Count the lines in the items below that contain the word "marker", treating uppercase and lowercase as different, and give only that number.

▶ **DATASET RECORDS**:
## Begin
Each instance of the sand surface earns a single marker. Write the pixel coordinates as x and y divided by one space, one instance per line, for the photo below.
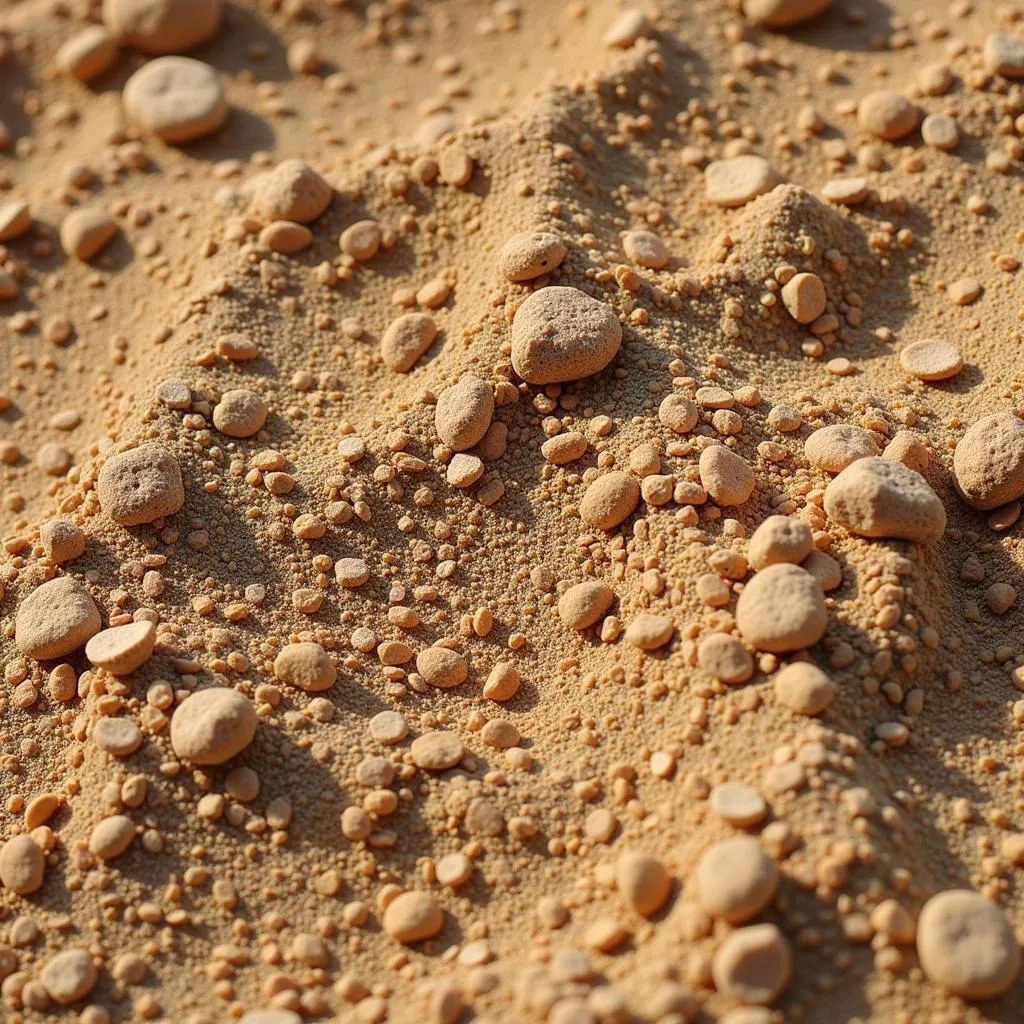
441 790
## End
## Begin
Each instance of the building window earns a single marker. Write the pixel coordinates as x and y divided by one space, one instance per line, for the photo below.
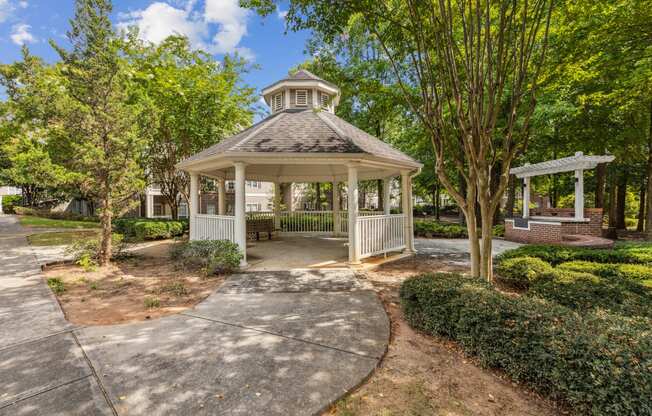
## End
## Begin
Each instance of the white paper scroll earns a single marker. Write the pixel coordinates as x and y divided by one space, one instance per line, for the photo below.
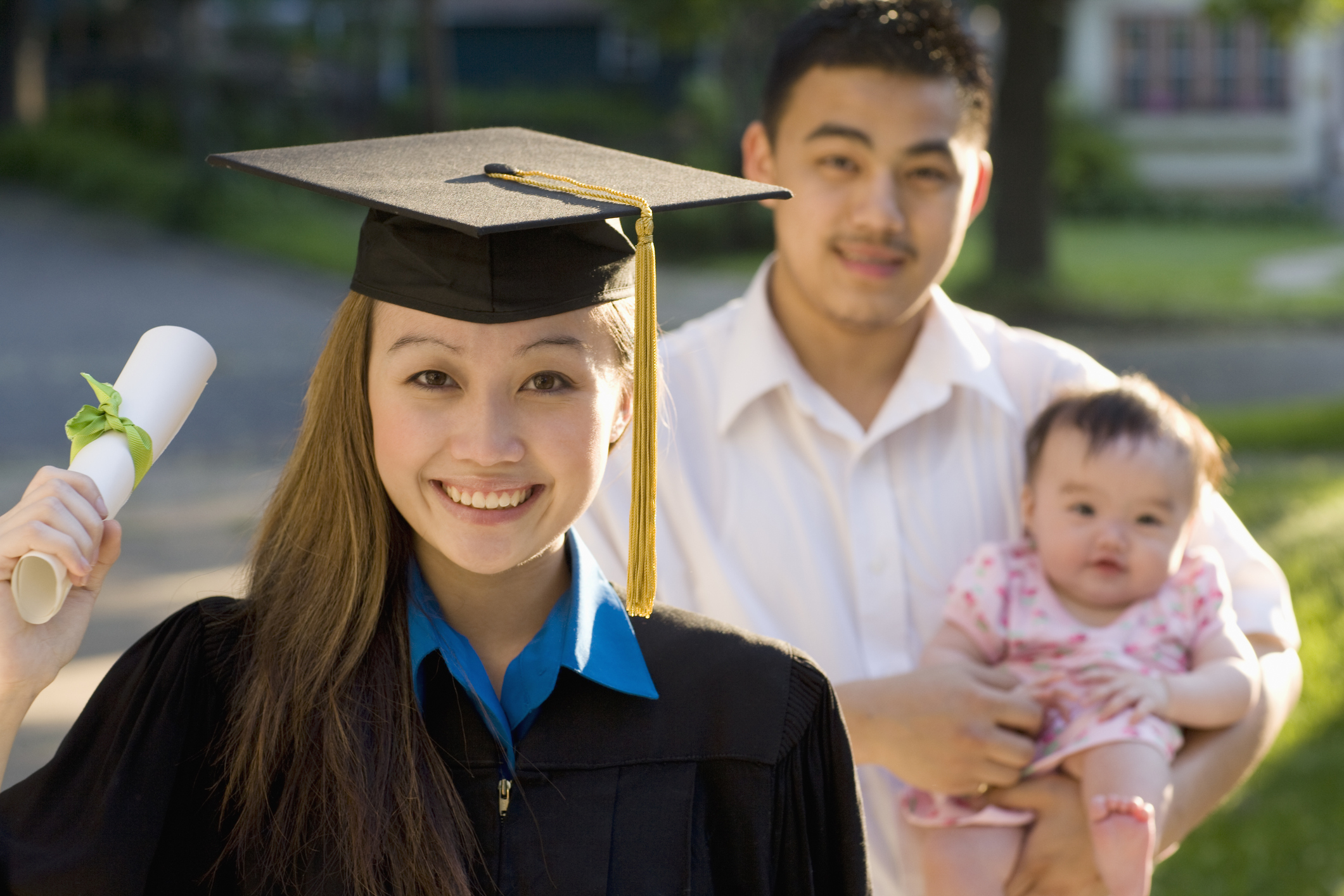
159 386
## End
▶ **RESPONSE**: 3